** begin **

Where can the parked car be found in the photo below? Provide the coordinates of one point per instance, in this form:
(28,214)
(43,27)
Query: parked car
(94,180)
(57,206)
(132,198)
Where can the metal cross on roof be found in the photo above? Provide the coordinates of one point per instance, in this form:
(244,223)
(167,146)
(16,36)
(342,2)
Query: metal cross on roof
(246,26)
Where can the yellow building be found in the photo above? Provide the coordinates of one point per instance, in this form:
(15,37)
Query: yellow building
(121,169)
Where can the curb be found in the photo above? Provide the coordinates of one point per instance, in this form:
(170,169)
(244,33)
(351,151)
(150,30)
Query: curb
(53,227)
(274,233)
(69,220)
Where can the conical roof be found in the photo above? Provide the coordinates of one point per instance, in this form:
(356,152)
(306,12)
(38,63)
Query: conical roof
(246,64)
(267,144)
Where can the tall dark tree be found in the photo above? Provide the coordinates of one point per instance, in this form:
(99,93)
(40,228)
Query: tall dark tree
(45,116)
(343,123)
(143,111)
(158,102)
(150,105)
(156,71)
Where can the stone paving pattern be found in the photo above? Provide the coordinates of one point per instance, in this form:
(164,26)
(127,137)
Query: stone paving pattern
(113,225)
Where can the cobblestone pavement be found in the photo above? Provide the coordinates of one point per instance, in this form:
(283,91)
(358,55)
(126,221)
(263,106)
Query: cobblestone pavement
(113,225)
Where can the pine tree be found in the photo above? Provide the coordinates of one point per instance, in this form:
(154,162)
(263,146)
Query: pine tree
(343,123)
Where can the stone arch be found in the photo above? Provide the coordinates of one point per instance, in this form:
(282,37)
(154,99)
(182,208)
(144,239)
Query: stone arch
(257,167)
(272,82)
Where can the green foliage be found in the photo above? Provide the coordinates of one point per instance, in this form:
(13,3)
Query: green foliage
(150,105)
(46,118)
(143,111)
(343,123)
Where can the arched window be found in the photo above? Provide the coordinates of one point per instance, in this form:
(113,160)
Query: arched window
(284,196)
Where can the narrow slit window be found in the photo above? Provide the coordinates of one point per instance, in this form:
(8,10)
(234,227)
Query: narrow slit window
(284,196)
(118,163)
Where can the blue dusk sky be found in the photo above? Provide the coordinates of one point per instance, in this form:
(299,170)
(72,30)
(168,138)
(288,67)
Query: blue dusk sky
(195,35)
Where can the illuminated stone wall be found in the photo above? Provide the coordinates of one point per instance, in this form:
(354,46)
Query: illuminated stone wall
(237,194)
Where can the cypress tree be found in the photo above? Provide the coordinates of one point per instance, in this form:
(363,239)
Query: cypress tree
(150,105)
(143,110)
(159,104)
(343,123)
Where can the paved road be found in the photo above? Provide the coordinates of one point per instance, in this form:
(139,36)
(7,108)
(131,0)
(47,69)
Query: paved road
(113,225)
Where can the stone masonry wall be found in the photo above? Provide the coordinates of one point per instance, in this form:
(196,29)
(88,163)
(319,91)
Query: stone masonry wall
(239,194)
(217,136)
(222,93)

** end **

- Required work:
Turn the lines from the one containing "Where can the blue" up to and including the final line of the records into a Markdown table with the columns Row and Line. Number each row, and skip any blank lines.

- In response:
| Row | Line |
|---|---|
| 1 | Where can the blue dusk sky be found in the photo above? Provide the coordinates of one point per instance, in this form: |
| 2 | (299,170) |
| 3 | (72,30) |
| 4 | (168,138) |
| 5 | (288,67) |
| 6 | Query: blue dusk sky |
| 7 | (195,35) |
| 8 | Where can the illuminated stone wall be found in the photo above? Provide the coordinates of one point per instance, in this form: |
| 9 | (354,46) |
| 10 | Query: illuminated stone wall |
| 11 | (237,194) |
| 12 | Where can the cypress tree be found in the photo above? Provide the coordinates of one point per instance, in this form: |
| 13 | (363,239) |
| 14 | Query: cypress tree |
| 15 | (150,105) |
| 16 | (143,110) |
| 17 | (159,104) |
| 18 | (343,123) |
| 19 | Where can the paved road be found in the photo above? Provide the coordinates of one point per instance, in this form: |
| 20 | (139,36) |
| 21 | (7,108) |
| 22 | (131,0) |
| 23 | (47,69) |
| 24 | Query: paved road |
| 25 | (113,225) |
| 26 | Where can the stone masonry wall be found in the photo above? Provide the coordinates of one point per instance, in this form: |
| 27 | (196,29) |
| 28 | (88,163) |
| 29 | (319,91) |
| 30 | Query: stone masonry wall |
| 31 | (239,194) |
| 32 | (217,136) |
| 33 | (222,93) |